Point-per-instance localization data
════

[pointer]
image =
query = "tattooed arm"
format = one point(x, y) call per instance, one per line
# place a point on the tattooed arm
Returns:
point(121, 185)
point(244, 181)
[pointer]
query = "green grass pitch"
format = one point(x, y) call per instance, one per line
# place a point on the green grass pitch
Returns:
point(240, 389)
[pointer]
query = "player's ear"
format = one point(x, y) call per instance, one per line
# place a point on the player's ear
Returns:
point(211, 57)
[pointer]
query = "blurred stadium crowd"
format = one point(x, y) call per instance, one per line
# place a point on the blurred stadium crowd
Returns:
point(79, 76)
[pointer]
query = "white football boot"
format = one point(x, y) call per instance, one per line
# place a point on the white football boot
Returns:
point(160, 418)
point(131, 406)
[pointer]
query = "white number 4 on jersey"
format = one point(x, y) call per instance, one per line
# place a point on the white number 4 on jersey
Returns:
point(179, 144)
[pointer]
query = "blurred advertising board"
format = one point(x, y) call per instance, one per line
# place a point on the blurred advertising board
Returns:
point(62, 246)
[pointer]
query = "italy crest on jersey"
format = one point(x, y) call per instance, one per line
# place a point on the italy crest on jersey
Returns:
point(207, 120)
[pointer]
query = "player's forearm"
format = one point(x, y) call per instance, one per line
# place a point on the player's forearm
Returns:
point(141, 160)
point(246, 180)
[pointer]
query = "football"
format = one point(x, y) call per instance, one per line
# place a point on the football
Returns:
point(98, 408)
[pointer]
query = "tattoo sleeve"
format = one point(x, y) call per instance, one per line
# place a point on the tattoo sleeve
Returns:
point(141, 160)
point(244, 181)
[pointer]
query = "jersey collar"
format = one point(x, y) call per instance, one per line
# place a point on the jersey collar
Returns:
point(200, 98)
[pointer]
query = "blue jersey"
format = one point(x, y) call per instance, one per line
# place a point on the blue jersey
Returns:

════

## Problem to solve
Every line above that holds the string "blue" should be returned.

## Response for this exercise
query = "blue jersey"
# place a point on the blue jersey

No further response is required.